Records supplied>
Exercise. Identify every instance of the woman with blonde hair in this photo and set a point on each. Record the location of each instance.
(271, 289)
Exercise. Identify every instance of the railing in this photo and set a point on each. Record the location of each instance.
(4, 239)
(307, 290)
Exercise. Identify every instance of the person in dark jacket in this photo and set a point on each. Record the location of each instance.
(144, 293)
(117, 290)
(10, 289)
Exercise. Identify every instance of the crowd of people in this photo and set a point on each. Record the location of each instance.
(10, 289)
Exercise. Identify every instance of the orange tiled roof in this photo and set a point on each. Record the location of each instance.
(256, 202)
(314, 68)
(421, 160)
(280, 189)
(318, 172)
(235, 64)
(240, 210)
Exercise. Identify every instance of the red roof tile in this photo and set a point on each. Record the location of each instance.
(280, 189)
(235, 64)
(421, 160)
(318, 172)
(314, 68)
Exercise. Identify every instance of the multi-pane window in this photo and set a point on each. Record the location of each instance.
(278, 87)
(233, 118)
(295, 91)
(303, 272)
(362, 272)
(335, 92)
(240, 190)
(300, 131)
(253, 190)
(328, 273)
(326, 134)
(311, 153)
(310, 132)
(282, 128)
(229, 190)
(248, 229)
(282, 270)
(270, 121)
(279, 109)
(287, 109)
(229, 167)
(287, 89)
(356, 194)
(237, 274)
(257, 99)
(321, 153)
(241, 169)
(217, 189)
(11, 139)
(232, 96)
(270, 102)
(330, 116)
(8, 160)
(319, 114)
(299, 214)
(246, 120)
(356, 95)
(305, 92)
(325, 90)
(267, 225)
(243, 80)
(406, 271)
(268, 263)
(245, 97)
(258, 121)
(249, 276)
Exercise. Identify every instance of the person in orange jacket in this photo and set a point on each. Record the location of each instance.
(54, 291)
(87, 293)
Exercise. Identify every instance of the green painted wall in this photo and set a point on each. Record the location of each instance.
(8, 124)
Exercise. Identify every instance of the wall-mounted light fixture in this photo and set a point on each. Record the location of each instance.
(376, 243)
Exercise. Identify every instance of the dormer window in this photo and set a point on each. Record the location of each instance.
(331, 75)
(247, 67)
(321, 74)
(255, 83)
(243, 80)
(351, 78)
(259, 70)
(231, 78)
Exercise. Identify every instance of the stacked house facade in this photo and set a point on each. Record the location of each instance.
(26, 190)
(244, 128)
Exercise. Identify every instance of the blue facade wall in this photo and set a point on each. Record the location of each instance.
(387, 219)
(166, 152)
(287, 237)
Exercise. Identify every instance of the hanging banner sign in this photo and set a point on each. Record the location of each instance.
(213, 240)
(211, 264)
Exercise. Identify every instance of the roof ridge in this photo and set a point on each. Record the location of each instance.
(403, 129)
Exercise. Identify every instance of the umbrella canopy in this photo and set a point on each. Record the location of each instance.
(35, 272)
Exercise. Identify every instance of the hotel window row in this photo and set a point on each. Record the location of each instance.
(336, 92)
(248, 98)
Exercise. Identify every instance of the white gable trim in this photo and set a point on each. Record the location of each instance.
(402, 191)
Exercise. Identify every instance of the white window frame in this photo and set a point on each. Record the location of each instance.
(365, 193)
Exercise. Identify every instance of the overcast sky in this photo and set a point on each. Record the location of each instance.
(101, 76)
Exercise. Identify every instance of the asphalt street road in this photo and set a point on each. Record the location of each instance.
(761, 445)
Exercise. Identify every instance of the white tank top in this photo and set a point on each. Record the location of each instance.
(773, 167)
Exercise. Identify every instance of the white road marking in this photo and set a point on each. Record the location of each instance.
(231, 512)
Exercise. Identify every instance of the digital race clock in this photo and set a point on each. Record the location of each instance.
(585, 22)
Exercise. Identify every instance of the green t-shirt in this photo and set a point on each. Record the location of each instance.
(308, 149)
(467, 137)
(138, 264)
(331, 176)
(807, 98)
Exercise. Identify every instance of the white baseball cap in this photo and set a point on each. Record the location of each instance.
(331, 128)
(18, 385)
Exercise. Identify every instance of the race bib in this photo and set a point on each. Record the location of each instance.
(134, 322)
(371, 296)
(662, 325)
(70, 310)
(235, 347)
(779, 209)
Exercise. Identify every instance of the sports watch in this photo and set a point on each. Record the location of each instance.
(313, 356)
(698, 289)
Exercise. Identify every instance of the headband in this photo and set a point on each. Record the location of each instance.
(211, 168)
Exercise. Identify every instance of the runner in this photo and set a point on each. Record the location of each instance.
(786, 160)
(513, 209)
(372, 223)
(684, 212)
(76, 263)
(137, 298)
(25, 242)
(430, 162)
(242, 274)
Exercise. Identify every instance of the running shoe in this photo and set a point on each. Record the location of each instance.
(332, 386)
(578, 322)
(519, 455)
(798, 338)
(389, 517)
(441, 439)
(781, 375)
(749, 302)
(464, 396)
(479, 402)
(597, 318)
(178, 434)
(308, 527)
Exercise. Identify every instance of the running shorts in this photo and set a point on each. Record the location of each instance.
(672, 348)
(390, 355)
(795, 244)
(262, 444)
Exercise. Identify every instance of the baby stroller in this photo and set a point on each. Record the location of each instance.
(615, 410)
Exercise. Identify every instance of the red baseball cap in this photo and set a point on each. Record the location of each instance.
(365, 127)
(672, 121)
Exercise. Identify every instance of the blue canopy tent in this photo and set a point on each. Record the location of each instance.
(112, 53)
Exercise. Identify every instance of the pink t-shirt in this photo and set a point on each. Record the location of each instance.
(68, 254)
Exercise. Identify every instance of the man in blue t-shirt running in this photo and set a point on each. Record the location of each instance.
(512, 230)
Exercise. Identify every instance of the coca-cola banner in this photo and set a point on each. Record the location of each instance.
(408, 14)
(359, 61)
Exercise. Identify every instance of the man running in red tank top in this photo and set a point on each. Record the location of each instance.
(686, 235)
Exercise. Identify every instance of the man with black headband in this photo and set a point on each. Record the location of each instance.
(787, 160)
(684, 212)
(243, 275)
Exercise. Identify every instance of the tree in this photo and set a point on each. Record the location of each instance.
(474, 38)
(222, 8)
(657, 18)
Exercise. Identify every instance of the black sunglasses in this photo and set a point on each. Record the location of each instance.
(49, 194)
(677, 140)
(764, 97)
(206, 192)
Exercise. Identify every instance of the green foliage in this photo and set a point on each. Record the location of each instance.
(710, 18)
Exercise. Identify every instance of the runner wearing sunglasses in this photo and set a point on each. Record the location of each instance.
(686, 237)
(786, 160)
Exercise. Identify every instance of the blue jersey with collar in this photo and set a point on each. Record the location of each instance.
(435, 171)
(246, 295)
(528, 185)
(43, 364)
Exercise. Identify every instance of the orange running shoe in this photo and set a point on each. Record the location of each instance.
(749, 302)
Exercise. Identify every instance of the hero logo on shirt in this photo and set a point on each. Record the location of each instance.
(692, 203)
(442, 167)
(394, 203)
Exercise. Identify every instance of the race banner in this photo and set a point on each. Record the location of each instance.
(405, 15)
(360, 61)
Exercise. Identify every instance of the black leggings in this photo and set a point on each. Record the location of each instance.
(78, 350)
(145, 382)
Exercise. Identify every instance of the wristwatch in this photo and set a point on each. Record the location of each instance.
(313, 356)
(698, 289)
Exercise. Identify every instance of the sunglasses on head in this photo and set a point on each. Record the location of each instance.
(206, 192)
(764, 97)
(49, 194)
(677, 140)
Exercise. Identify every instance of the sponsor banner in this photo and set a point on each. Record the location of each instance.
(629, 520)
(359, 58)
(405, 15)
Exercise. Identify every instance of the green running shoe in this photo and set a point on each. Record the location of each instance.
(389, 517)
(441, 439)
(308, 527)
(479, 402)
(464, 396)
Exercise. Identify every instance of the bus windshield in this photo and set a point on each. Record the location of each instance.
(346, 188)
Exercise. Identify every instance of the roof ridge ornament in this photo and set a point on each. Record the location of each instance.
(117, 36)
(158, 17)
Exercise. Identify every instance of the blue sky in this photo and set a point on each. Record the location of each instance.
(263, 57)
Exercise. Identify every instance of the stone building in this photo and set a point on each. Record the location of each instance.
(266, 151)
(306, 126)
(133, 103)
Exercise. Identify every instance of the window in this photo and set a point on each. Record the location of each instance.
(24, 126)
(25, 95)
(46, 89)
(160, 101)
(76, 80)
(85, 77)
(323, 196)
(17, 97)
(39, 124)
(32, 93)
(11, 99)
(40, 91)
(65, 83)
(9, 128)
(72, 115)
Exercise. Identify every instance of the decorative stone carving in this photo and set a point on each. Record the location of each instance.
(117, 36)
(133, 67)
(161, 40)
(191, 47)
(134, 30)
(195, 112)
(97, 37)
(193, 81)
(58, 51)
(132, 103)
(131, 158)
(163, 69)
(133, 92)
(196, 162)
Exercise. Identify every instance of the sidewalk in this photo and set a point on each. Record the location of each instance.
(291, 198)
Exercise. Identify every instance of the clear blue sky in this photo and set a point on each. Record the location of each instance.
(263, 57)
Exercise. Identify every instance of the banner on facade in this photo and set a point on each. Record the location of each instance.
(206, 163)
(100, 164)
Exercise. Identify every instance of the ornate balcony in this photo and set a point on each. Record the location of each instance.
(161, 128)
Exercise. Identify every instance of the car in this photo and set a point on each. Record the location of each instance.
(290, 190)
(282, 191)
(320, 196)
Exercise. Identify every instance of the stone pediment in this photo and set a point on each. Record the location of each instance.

Goal> Write out once more the lines above beginning at the line with "Exercise. Identify every instance of the decorative"; continue through the final line and stop there.

Task result>
Exercise. Identify every instance of the decorative stone carving in this photo and set a point on each. Record the location of each instance.
(117, 36)
(133, 67)
(161, 40)
(191, 47)
(134, 30)
(195, 112)
(97, 37)
(193, 81)
(58, 51)
(132, 103)
(131, 158)
(163, 69)
(133, 92)
(196, 162)
Exercise. Identify every instance of the sidewalk in this photo and set a point on each. Record the location of each instance.
(291, 198)
Exercise. Identify every instance of the clear blue sky in this photo and set a point on each. Record the location of each instance.
(263, 57)
Exercise. Identify every instance of the banner on facade in this photo and set a point on each. Record the location of each instance.
(206, 163)
(100, 164)
Exercise. Identify every instance of the ornate balcony in this photo and set a point on each. Record the location of each instance.
(161, 128)
Exercise. Identify every instance of the car in this photo and set a point on each. Record the location of each instance.
(290, 190)
(282, 191)
(320, 196)
Exercise. Identify every instance of the stone pediment in this photo and set a point on each. Record the location of each instance.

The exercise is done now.